> **Problem statement**
Would you copy out the whole listing exactly as given?

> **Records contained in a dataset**
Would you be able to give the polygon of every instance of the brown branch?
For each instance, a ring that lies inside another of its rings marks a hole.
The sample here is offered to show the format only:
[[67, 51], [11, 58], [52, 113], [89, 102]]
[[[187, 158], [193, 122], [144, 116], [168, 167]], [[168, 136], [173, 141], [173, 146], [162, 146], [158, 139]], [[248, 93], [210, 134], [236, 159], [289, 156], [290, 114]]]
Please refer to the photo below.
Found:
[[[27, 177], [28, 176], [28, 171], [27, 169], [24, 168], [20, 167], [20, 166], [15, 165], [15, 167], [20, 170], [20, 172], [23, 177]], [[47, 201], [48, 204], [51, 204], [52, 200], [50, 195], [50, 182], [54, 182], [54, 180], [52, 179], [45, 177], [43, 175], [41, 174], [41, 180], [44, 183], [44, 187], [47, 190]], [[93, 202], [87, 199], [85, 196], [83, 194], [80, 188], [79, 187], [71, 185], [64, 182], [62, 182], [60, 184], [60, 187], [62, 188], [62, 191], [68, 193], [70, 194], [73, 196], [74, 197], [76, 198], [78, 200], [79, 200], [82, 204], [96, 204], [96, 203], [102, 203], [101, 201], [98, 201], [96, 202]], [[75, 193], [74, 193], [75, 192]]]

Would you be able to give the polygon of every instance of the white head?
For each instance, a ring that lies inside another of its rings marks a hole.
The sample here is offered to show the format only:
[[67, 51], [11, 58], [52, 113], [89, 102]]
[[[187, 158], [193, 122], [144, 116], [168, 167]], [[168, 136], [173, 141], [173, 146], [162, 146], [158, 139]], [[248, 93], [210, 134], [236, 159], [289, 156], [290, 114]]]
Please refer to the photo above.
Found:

> **Written solution**
Would you be able to give the polygon of every instance of the brown branch?
For each instance, a ring that lies inside another of its rings marks a hole.
The sample here is offered to show the format only:
[[67, 51], [11, 58], [52, 113], [89, 102]]
[[[187, 158], [193, 122], [144, 116], [168, 167]], [[168, 136], [173, 141], [173, 146], [162, 146], [158, 139]], [[248, 93], [210, 134], [236, 159], [289, 156], [290, 114]]]
Please refer to the photo below.
Found:
[[[27, 177], [28, 176], [28, 171], [27, 169], [24, 168], [20, 167], [20, 166], [15, 165], [15, 167], [20, 170], [20, 172], [23, 177]], [[47, 201], [48, 204], [51, 204], [52, 200], [50, 195], [50, 182], [54, 182], [54, 180], [52, 179], [45, 177], [43, 175], [41, 174], [41, 180], [44, 183], [44, 187], [47, 190]], [[93, 202], [87, 199], [85, 196], [83, 194], [80, 188], [79, 187], [71, 185], [64, 182], [62, 182], [60, 184], [60, 187], [62, 188], [62, 191], [68, 193], [70, 194], [73, 196], [74, 197], [76, 198], [78, 200], [79, 200], [82, 204], [96, 204], [96, 203], [102, 203], [101, 201], [98, 201], [96, 202]], [[75, 193], [74, 193], [75, 192]]]

Would you be able to give the polygon of every instance of the white head?
For each instance, a ring that lies inside another of its rings marks a hole.
The sample here is offered to show the format only:
[[67, 51], [11, 58], [52, 113], [89, 102]]
[[[187, 158], [193, 122], [144, 116], [168, 167]], [[168, 136], [173, 141], [173, 146], [162, 146], [158, 139]], [[248, 93], [210, 134], [236, 159], [289, 156], [290, 114]]]
Please refer to the photo above.
Found:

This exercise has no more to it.